▶ **PROBLEM**
Exclude the pictures and return every line exactly as written.

▶ **GIVEN RECORDS**
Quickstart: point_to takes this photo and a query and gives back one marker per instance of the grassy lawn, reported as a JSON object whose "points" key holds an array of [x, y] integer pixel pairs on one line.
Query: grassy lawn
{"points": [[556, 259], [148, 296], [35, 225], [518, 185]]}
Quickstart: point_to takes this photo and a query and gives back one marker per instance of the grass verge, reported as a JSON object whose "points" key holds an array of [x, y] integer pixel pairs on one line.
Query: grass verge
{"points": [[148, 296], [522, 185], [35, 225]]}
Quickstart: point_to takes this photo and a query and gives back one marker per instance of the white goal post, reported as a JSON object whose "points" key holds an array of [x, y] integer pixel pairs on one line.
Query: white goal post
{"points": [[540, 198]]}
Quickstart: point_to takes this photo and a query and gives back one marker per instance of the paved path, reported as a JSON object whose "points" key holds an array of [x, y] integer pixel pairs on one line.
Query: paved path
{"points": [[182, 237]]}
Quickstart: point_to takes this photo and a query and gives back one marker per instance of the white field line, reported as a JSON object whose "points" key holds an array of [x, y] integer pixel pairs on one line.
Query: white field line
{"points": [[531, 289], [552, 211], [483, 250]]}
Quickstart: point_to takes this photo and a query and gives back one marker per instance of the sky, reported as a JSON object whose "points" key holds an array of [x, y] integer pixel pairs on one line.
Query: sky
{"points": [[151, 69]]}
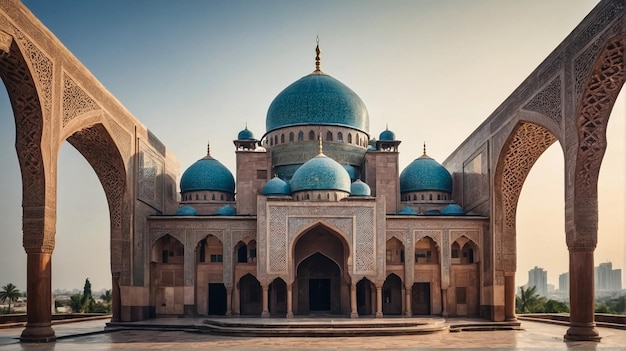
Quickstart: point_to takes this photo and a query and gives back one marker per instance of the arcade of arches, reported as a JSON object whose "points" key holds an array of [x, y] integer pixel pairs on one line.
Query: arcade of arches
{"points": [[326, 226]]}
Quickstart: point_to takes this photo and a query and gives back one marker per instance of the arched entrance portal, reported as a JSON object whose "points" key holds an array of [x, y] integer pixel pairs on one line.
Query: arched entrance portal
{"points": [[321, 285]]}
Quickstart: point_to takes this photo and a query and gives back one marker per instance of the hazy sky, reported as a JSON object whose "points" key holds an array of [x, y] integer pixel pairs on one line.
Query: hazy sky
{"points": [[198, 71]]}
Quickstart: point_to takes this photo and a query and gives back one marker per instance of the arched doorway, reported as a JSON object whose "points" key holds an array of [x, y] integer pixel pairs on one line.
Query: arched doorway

▶ **SOLUTION TO THE EXERCISE**
Quickstart: point_to takes this photo and a query and gives back one marker per instance of the grassy lawn, reported as a JSON object whose "points" key holds an array of [x, y] integer pixel pairs on one line.
Query: grassy lawn
{"points": [[556, 259], [148, 296], [35, 225], [518, 185]]}
Quickstart: point_to takes this photo and a query and gives back one marker per instance of the grass verge, reported as a JSON object whose "points" key holds an array of [x, y] integer pixel pairs on one line.
Query: grass verge
{"points": [[148, 296], [522, 185], [35, 225]]}
Quickstart: point_to takes this photo and a query and gives back one marker per instance of the white goal post, reported as a JSON object whose "points" key holds an array of [x, y] integer pixel pairs on one line.
Query: white goal post
{"points": [[540, 198]]}
Quickstart: point_to takes this photo and a query and gives back one marker per instance of the paved path, reported as a JSON object whose "points" key holds an array of [x, y] integer pixel pairs on one line.
Query: paved path
{"points": [[182, 237]]}
Quickstart: point_to takes this photo and a query and gives back one marker per instance of the white field line, reported as a JSON object whose "points" key holds an array of [x, y] integer pixel pairs on one line.
Query: white field line
{"points": [[531, 289], [552, 211], [483, 250]]}
Quickstart: point_to takes this photo and a query and gives back one marker per instance of the sky, reported as a JSON object whose "points" key holds an array of [x, y] integer pixel pairs on one line.
Query: sky
{"points": [[151, 69]]}
Quickstart: point_to takes this photo and a query and gives back one marker per instance of the arcade of arches, reported as a JSON object whose "points" key holds an array of [x, y] integer pixel pairs on one line.
Query: arcade of arches
{"points": [[326, 226]]}
Quickstart: point_to takes this photo and a query and gives back one marker per instance of the arched entrance portal, reported as a JSON object whose "points" key holds an array of [x, y] integer pixel pairs on one line.
Query: arched entrance portal
{"points": [[321, 285]]}
Quickstart: point_to takes this photo and a query and gives back one marker per instance of the hazy sky, reported as a JSON object whose "points" key holds an array of [x, y] integer pixel pairs on one line.
Query: hazy sky
{"points": [[198, 71]]}
Quickstart: point_to takes this photo and a query and gives back one marker per instance of the arched doorway, reported as a JSON object whose "points" key holds an array of [x, y] integer pixel pairs on one line.
Query: arched doorway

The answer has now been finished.